*Given instruction*.
Rewrite the passage on wages and economic growth from "(Should real wages" to "it should be.", with "real wages" replaced by "real pay".

━━━━━ Excerpted text

The greatest single factor driving household disposable income is income from wages. We know that employment has long been growing surprisingly strongly, so the income from the extra jobs is adding to household income.
But the main growth in wage income comes from pay rises. And we also know that, for five or six years now, wage rises haven’t been much bigger than the rises in the prices consumers pay. So if “real” wages aren’t growing strongly, it’s hard to see how real GDP – aggregate demand – can be growing strongly. Not in any sustainable way.
The full story is more complicated than that, of course, but that’s what an economist would call the “underlying” reality. So until strong growth in real wages returns, we’ll be spending our time examining the ups and downs in all the other, complicating factors that, over the short- to medium-term, cause the growth in real GDP to be a bit stronger or a bit weaker than the real growth in wages would lead us to expect.
(Should real wages never seem to return to the growth rate we were used to, we’d have to reassess our notions of what constitutes “strong” and “weak” growth – but that’s a story for another day.)
Back to the complications. Consumer spending grew by 0.4 per cent during the December quarter, which was a big improvement on its growth of 0.1 per cent in the previous quarter, but growth of 1.2 per cent over the year is less than half what it should be.
Much household spending goes on housing – whether renting or buying. And when people change houses they tend to have a burst of spending on “consumer durables” such as new furniture and appliances.
The buying and selling of existing homes doesn’t generate much economic activity, except to increase real estate agents’ commissions (and you’ll be delighted to hear that the increase in home sales, which is both a cause and an effect of the renewed rise in house prices in Sydney and Melbourne, caused such a boost in those commissions that it accounted for 0.2 percentage points of the overall increase of 0.5 per cent in GDP during the quarter).
But what does form a big part of GDP is investment in the building of new houses and units, plus alterations and additions. Here the news was not good. Home building activity fell by 3.4 per during the quarter and by 9.7 per cent over the year. It was the fifth quarter of contraction in a row.
When you look behind the headline numbers, it’s clear the economy’s basic problems continued unchanged.
Directly or indirectly, investment by businesses in new buildings, constructions and equipment is aimed at satisfying the expected demand for goods and services by households (although, when those people live overseas, we call it demand for exports).
So if consumers’ demand for goods and services has been weak for quite a few years, it’s not surprising that businesses’ investment spending on expanding their production capacity has also been weak. Although our miners have resumed investment, investment by the non-mining sector fell. Overall, business investment spending fell by 0.8 per cent during the quarter.

━━━━━━━━━━
━━━━━ Record set

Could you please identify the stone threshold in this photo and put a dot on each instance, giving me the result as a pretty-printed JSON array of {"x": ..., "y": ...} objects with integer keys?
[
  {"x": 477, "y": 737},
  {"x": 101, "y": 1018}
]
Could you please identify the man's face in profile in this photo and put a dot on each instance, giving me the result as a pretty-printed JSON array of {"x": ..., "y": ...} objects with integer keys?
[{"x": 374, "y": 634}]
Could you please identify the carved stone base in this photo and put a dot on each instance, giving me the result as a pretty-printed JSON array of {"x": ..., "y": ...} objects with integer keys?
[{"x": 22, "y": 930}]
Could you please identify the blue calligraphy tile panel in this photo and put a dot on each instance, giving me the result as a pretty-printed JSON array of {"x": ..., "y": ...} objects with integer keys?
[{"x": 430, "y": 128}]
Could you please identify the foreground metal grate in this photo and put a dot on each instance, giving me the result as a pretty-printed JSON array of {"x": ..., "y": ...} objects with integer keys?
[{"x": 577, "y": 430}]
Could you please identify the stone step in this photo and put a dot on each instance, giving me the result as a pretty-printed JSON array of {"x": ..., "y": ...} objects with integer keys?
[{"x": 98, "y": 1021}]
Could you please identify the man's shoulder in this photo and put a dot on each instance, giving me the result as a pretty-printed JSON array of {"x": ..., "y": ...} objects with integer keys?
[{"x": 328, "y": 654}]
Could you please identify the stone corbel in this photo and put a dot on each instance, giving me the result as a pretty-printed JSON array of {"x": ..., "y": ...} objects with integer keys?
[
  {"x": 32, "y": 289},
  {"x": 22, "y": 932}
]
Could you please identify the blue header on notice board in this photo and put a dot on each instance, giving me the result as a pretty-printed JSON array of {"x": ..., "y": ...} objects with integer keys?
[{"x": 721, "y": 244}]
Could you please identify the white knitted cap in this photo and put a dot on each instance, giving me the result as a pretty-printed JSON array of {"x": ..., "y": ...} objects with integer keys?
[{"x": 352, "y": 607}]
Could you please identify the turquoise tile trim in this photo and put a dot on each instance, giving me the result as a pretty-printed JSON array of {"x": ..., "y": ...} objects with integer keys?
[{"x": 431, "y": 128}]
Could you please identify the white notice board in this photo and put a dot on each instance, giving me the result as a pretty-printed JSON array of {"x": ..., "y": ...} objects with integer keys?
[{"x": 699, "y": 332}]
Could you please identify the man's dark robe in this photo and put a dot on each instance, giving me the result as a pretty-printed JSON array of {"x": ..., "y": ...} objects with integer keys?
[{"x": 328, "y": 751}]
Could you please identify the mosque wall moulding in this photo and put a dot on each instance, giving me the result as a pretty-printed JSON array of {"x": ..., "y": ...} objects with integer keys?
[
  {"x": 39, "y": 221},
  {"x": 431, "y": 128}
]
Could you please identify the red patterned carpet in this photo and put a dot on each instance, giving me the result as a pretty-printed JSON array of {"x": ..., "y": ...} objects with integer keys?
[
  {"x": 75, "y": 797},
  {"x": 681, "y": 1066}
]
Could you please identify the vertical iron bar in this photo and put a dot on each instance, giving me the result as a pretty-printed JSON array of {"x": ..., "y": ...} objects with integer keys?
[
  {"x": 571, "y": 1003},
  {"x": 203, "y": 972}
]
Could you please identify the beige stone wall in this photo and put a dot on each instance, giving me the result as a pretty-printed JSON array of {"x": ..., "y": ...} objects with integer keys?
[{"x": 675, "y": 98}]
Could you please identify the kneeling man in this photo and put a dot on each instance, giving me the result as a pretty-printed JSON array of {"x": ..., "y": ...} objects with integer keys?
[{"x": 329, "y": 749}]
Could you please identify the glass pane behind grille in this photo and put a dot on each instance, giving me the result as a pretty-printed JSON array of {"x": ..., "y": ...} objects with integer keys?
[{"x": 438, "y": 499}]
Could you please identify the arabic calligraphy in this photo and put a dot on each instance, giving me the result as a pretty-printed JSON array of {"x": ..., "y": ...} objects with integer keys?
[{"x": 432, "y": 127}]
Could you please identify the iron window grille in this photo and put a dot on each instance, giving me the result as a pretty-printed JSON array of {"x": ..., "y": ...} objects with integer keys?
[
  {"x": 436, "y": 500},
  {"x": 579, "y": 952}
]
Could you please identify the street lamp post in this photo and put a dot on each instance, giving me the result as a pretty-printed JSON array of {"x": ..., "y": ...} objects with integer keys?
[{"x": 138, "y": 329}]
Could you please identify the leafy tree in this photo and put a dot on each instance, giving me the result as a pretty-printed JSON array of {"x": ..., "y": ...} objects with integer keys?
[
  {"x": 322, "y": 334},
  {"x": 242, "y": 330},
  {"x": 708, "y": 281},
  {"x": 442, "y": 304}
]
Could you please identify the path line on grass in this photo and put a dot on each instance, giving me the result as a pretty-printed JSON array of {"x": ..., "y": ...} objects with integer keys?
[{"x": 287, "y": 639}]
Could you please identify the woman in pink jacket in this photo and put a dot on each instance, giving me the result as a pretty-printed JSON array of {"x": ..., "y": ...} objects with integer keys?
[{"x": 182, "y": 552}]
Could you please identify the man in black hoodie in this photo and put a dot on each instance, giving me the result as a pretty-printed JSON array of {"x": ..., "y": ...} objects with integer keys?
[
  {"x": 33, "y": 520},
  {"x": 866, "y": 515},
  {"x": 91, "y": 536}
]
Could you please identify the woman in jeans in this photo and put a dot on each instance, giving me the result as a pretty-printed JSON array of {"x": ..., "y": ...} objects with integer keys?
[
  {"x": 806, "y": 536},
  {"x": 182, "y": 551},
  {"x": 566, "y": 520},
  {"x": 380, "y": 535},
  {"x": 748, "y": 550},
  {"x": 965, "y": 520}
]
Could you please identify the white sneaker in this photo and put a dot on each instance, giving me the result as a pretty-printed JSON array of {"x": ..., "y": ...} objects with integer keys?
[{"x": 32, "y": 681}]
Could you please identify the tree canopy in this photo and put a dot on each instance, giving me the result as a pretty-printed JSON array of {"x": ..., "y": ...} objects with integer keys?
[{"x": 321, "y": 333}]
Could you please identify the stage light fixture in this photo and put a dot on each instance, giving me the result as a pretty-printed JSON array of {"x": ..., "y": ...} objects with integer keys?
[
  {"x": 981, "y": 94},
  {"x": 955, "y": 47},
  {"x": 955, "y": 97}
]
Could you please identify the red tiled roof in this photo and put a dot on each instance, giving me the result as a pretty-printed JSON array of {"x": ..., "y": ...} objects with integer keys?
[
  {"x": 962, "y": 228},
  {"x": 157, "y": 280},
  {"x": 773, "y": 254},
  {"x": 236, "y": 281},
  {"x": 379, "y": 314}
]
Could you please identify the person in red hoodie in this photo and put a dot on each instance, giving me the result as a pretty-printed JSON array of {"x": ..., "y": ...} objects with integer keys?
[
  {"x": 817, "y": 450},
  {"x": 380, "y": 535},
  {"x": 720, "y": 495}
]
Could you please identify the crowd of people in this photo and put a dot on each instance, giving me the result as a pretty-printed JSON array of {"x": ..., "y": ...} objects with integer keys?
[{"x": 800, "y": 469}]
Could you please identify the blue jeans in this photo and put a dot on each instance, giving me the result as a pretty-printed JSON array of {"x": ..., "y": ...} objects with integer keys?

━━━━━━━━━━

*Reply*.
(Should real pay never seem to return to the growth rate we were used to, we’d have to reassess our notions of what constitutes “strong” and “weak” growth – but that’s a story for another day.)
Back to the complications. Consumer spending grew by 0.4 per cent during the December quarter, which was a big improvement on its growth of 0.1 per cent in the previous quarter, but growth of 1.2 per cent over the year is less than half what it should be.